• [Things to do]
**A)** In the comment excerpt, what happens to prices when margins are thin or there is no competition?
**B)** Reproduce part of the comment excerpt word for word, beginning at the words "Yes and no, if" and stopping after "to lower prices.".

• [Document excerpt]
━━━━━━━━

Yes and no, if the margins are high enough and there is competition, prices shouldn't go up. If margins are thin and or there is no competition it will go up.
But these thing are not thin margin goods. They make a fair amount on it and there is competition. So if they paid more tax, like they should be, then the prices shouldn't go up, just their profit after tax go down, unless there was collusion between them, which in the current climate, there wouldn't be.
If there was collusion, then price fixing fines will come in and they will be forced to lower prices.
Reading this it does seem we need an independent body to run the TPC-C benchmark on the cloud services that people can buy, so all optimisations are ones that you can select through the control panel etc. then we can build a database of readings just as we have with CPU's, broadband, mobile data etc.
My first thought was why benchmark SQL on EC2? SQL will (I think) always be cheaper on RDS and should perform the same. Of course, that assumes SQL means a SQL RDBMS and not specifically SQL Server (which may have to be run on EC2 if it is not an RDS option (can't remember off-hand and can't be bother to bring up AWS to check))...
Seriously, beside running "Office-related" workload, I can't imagine how any other workload could be more efficient with the overhead of running VM's on top of window machines crippled by a 30 years old filesystem + antivirus.

━━━━━━━━

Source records
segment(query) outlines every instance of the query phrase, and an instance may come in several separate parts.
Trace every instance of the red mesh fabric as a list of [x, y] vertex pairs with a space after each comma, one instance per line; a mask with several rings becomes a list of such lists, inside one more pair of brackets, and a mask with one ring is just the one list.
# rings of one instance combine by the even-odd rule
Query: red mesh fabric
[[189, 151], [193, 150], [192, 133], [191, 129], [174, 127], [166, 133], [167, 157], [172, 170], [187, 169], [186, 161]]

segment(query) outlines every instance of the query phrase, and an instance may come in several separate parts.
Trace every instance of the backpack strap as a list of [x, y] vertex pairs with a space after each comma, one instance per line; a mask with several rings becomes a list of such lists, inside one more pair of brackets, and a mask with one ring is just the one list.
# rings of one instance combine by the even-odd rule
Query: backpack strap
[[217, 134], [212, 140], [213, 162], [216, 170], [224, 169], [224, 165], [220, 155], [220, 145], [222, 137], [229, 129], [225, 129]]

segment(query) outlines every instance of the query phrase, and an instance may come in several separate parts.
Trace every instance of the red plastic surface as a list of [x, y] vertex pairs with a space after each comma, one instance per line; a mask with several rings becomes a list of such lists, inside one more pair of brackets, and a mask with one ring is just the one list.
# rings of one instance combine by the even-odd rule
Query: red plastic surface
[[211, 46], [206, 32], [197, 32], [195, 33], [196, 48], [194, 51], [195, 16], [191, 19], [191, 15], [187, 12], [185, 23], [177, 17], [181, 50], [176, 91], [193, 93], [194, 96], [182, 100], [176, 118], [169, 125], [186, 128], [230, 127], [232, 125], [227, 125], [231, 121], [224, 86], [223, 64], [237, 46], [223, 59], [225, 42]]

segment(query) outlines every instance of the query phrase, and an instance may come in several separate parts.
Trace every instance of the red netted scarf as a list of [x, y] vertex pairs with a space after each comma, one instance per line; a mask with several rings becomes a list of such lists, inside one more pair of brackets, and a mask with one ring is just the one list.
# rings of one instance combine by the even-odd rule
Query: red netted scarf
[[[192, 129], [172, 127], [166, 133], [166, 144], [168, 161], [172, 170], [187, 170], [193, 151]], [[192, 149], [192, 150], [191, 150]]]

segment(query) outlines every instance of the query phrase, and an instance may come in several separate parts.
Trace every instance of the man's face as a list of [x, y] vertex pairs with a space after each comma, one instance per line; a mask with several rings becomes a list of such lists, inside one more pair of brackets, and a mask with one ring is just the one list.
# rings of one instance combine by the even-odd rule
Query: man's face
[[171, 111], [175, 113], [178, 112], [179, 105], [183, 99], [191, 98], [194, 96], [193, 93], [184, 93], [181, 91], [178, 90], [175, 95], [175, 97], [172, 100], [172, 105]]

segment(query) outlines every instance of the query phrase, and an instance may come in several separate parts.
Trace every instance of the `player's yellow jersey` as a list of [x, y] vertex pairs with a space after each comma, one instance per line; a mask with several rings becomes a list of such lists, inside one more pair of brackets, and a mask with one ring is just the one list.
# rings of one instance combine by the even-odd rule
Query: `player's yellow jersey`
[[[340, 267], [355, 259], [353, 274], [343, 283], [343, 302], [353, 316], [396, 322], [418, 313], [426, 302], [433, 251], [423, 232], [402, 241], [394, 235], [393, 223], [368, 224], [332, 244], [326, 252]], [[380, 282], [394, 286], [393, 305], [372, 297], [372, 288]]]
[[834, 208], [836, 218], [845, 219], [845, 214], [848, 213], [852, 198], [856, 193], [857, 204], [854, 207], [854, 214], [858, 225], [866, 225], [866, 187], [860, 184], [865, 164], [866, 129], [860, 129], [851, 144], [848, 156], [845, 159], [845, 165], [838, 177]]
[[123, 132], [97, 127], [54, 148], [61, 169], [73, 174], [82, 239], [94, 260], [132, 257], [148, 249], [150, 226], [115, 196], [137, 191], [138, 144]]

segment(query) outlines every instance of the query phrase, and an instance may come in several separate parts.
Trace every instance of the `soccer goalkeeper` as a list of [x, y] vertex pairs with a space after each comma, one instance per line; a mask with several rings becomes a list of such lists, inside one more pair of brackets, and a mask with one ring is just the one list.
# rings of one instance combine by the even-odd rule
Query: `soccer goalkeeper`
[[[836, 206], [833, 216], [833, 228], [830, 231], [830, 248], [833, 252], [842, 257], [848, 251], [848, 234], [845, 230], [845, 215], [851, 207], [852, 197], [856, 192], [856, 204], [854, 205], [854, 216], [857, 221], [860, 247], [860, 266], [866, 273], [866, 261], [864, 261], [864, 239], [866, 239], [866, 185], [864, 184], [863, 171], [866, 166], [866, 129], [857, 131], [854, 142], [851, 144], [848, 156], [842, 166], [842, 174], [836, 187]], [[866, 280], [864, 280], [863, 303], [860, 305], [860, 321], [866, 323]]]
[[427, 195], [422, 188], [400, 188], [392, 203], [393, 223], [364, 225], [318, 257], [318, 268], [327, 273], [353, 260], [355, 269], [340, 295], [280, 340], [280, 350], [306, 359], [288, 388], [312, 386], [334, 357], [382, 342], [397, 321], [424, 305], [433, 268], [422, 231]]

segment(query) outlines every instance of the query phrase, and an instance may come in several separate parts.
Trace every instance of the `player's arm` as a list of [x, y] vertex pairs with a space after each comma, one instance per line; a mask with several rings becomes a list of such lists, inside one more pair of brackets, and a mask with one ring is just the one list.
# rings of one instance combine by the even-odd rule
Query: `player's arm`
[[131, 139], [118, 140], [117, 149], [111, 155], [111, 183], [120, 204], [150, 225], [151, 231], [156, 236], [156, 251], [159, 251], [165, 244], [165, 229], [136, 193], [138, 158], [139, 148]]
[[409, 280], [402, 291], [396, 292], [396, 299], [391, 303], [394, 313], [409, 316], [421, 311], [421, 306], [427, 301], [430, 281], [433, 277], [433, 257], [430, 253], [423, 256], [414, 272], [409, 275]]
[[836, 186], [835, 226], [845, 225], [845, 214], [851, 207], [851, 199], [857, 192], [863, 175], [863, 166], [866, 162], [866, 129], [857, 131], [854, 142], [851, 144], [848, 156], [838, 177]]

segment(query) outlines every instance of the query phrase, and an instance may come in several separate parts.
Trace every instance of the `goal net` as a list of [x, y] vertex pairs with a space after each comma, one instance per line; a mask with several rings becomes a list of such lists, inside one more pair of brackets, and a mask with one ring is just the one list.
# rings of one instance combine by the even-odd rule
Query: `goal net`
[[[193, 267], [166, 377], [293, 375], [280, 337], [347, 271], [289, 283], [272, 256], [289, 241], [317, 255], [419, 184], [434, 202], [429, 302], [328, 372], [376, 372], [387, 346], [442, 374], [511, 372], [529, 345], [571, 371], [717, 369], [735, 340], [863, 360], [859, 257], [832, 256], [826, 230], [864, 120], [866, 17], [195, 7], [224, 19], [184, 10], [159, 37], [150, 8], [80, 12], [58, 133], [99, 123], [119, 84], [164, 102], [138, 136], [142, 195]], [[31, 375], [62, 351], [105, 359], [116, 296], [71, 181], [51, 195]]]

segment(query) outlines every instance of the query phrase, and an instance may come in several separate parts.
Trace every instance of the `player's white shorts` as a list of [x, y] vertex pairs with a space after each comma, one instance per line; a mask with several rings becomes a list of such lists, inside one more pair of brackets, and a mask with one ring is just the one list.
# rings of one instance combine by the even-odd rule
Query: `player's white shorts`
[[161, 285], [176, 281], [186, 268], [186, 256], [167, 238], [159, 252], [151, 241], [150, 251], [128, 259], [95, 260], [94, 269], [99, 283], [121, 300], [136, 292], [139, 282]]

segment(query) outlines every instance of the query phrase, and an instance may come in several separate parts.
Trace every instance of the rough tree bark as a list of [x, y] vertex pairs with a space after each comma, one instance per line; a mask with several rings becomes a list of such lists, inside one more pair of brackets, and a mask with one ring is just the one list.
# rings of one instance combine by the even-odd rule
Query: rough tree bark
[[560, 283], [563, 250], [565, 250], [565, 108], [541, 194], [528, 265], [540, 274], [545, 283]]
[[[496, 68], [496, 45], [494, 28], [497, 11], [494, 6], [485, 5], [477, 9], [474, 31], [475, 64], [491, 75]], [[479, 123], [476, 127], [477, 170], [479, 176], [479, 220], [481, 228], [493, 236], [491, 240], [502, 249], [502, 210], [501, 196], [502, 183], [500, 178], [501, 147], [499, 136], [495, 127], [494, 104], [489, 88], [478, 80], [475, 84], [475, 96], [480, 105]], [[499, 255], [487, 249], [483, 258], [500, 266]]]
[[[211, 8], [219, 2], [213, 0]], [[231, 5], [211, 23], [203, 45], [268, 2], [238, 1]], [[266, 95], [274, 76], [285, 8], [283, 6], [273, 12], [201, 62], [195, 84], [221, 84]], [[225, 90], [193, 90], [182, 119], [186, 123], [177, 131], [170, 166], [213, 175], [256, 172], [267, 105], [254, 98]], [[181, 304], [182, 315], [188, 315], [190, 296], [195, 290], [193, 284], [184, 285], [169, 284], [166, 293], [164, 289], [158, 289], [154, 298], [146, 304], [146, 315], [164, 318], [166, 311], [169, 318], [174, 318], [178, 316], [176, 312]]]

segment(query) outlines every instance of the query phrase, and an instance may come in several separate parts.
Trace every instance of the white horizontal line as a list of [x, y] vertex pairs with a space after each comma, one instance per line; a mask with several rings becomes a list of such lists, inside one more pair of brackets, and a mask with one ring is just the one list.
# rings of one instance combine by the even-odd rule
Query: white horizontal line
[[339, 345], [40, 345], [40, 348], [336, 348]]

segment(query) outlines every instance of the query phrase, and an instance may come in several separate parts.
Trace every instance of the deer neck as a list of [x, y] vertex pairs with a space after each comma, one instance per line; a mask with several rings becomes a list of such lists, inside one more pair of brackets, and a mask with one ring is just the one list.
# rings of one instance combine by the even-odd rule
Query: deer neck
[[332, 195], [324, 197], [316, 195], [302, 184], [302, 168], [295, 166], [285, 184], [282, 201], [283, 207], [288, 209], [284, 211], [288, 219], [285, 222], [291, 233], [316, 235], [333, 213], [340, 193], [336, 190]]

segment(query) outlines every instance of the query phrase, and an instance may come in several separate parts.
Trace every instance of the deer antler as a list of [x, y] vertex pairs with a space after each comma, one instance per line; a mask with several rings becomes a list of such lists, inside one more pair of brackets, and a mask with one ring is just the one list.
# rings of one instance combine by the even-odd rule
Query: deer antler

━━━━━━━━

• [Problem solutions]
**A)** Prices will go up.

**B)**
Yes and no, if the margins are high enough and there is competition, prices shouldn't go up. If margins are thin and or there is no competition it will go up.
But these thing are not thin margin goods. They make a fair amount on it and there is competition. So if they paid more tax, like they should be, then the prices shouldn't go up, just their profit after tax go down, unless there was collusion between them, which in the current climate, there wouldn't be.
If there was collusion, then price fixing fines will come in and they will be forced to lower prices.